EXERCISE DATA section start

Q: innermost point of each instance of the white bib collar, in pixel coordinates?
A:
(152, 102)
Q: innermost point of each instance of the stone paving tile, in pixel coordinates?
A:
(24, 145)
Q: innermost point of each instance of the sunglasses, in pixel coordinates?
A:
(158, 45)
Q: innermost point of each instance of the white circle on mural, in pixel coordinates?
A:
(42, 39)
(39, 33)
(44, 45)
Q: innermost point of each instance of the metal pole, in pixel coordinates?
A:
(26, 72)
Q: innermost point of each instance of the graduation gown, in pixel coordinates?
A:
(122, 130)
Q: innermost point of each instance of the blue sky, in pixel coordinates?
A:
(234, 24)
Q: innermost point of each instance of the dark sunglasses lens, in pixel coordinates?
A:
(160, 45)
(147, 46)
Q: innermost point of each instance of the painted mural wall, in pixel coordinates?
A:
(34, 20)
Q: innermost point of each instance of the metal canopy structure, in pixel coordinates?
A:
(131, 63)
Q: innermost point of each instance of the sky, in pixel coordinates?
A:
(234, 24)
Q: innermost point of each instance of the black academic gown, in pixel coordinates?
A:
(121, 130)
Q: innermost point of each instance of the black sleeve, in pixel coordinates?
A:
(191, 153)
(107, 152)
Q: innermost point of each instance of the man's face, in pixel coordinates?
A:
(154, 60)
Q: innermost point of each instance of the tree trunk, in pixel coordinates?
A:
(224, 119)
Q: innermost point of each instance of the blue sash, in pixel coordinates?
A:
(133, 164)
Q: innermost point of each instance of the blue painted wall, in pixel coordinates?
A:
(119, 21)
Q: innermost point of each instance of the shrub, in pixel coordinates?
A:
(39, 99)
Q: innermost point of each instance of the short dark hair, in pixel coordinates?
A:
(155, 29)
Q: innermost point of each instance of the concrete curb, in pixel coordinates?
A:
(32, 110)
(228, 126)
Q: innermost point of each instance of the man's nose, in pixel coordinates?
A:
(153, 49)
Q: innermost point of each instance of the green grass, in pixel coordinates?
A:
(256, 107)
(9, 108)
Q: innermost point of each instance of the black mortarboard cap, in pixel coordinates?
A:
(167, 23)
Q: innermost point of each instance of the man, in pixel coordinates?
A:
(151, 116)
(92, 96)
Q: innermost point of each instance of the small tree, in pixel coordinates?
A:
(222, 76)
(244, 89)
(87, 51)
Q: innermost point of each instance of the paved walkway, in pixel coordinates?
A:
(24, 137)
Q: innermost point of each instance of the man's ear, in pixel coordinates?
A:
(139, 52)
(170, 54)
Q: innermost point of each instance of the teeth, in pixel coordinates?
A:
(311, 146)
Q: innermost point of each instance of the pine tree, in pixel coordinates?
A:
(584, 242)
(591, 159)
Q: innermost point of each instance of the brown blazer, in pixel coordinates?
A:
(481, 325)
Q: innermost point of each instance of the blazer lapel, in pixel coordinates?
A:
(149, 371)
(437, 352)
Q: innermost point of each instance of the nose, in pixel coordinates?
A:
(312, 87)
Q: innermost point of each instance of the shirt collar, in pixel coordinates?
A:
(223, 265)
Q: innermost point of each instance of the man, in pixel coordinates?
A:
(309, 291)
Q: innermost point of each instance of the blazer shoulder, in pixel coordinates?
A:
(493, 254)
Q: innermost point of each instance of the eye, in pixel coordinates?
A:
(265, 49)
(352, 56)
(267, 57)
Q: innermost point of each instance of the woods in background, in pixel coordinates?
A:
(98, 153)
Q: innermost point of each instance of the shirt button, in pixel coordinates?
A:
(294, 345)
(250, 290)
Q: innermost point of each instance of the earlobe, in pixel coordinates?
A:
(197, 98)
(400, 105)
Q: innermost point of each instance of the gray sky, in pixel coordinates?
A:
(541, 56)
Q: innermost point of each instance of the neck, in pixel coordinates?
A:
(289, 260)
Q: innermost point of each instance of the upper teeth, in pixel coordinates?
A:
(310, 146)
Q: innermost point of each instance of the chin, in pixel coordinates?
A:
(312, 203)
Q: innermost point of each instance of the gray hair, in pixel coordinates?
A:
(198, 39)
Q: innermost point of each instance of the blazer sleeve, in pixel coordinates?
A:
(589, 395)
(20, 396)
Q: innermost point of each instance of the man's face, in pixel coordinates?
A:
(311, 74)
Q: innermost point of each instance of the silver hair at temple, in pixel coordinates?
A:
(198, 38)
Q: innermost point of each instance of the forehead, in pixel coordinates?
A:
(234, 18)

EXERCISE DATA section end

TASK DIRECTIONS
Collect, from the material above, every line containing the word "white".

RESULT FOR THIS EXERCISE
Q: innermost point of each instance of the white bib collar, in pixel coordinates?
Q: innermost point of each instance of the white circle on mural, in pixel coordinates?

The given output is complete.